Problem description = Repeat the material below exactly, with no pictures.

Dataset records about object locations
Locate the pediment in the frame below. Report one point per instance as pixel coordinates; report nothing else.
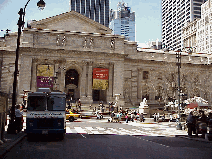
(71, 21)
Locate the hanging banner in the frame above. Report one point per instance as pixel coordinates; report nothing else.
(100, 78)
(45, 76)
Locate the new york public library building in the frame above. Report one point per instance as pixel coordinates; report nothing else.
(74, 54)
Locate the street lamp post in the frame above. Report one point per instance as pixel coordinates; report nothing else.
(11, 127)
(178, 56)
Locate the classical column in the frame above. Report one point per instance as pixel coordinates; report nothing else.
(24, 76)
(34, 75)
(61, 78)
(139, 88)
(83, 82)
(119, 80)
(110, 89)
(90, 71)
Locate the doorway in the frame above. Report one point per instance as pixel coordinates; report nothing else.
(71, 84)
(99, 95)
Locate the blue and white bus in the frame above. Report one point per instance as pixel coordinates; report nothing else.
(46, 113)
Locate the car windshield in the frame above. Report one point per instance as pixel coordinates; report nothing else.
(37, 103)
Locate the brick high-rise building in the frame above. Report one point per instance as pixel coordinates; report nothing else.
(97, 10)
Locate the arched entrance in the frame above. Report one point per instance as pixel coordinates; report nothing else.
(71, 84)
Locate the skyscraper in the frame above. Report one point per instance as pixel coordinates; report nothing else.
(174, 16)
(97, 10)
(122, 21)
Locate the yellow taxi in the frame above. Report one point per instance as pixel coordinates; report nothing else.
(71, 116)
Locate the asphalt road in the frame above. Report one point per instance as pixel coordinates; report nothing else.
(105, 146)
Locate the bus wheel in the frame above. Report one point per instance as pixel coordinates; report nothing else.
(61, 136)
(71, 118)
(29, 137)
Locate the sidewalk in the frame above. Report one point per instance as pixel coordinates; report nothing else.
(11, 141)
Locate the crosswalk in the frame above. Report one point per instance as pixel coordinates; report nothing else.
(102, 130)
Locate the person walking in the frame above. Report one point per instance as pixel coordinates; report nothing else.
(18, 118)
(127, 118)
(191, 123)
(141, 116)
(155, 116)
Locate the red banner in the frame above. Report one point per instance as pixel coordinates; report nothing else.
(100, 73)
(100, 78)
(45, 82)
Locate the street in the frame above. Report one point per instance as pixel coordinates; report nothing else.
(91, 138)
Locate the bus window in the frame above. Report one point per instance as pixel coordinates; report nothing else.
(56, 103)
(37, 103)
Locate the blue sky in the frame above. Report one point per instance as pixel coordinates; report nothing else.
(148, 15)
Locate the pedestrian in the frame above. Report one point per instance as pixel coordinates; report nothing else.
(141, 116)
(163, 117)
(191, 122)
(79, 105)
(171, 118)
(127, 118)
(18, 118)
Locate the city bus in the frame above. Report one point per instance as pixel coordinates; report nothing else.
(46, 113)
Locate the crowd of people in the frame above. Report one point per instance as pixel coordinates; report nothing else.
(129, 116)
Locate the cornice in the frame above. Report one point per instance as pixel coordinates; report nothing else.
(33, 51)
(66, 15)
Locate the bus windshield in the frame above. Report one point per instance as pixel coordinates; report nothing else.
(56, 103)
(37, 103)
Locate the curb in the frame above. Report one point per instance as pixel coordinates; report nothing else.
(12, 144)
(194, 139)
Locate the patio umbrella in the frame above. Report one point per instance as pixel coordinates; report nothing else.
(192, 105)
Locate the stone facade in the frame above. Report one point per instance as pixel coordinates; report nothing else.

Expected answer =
Locate the pediment in the frame below. Report one point per instance as pixel coordinates; report nothing else.
(71, 21)
Locate the hanging banner in the frame above. Report one point per instance as pixel coordinates; report nothing else.
(100, 78)
(45, 76)
Locate the new york public library building in the frame above. Report one point per instance as pixel coordinates; report nothing else.
(74, 54)
Locate the street lamp post in the frame above. Report one point per instance as pixel coordinates; report nothing else.
(11, 127)
(178, 56)
Locate the classical column in the frame above. Report one point per instance as pixel coordinates; report nothing else.
(24, 76)
(34, 75)
(61, 78)
(139, 88)
(83, 82)
(119, 80)
(110, 89)
(90, 71)
Locate the doorway in the frame above. Report one point per instance as pixel coordinates; report nothing else.
(71, 84)
(99, 95)
Locate the blue and white bus in the frame above. Report one point per instance as pixel coordinates; report nothing else.
(46, 113)
Locate the car windshield in the frame above. Report one point per instance as pixel coordinates; report nothing else.
(37, 103)
Locate the brick high-rise building in the frame above. Report one point per instance as pixel coordinates; report nothing else.
(97, 10)
Locate the arched entrance in the frame above. Report one point per instance as pixel coordinates; report nothing else.
(71, 84)
Locate the skyscraper in the frame above. Report one point per instance as pixel coordinates; report nothing else.
(174, 16)
(97, 10)
(122, 21)
Locate the yellow taxi in the frame above. Report one point per instance as pixel coordinates; report nothing else.
(71, 116)
Locate the asphalt road in the frame above. Report one point per instance as pixel coordinates; report nothing else.
(105, 146)
Locate the bus wheel in the frame above. Report one point per instance as pixel coordinates; report nothing else.
(61, 136)
(71, 118)
(29, 137)
Locate the sidewalk in the frame above. Report one point per instance as pixel coordinates; report nothing else.
(11, 141)
Locate the crosswalk in the frame above. Report one point per instance as pixel coordinates; report nothing else.
(102, 130)
Locate the person walking in the frame above. Report one point per instance as pixel coordinates; report nothing else.
(18, 118)
(127, 118)
(191, 123)
(141, 116)
(155, 116)
Locate the red banner in the frame above. Report one point per instance as pixel coordinates; report nothing else.
(100, 73)
(100, 78)
(45, 82)
Locate the street in the frame above. Report one point per instance as pixel coordinates; report nothing else.
(91, 138)
Locate the bus window in the frame above. Report one point per instance as pixel coordinates; report nothing else.
(56, 103)
(37, 103)
Locate the blue sky in the frame above. Report one point per instance as pixel coordinates; report nothing else.
(148, 15)
Locate the pedestrian in the frame above. Report one point per instance as pixel coordinates; report nothing else.
(141, 116)
(163, 117)
(191, 122)
(79, 105)
(171, 118)
(127, 118)
(18, 118)
Locate the city bus in the frame above. Report one point per instance as pixel coordinates; report nothing else.
(46, 113)
Locate the crowd of people in the frame above. Report one point per instance as pixel coordinates; report nothing else.
(129, 116)
Locate the cornice in the frame above. Report one point per instance as pixel coordinates; report nothing else.
(33, 51)
(66, 15)
Locate the bus windshield in the frame above. Report one point per instance as pixel coordinates; report nothing else.
(56, 103)
(37, 103)
Locate the curb in the frame above. Report one point per instance as pixel coordinates; report nothing else.
(12, 144)
(194, 139)
Locate the patio umbrella in the frame above. Report one point per instance as pixel coordinates; report nothing else.
(192, 105)
Locate the stone facade in the frame above. Report one point per instance as pixel coordinates; report nothing else.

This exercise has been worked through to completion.